> **Task requirements**
Using the records that follow, work out the number of lines with the word "painting" in them; reply with that number only.

> **Excerpted records**
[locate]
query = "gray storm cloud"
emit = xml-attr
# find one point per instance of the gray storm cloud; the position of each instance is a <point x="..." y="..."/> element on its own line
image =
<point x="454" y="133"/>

--

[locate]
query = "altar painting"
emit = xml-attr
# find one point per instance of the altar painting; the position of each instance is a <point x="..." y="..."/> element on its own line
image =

> **Task output**
2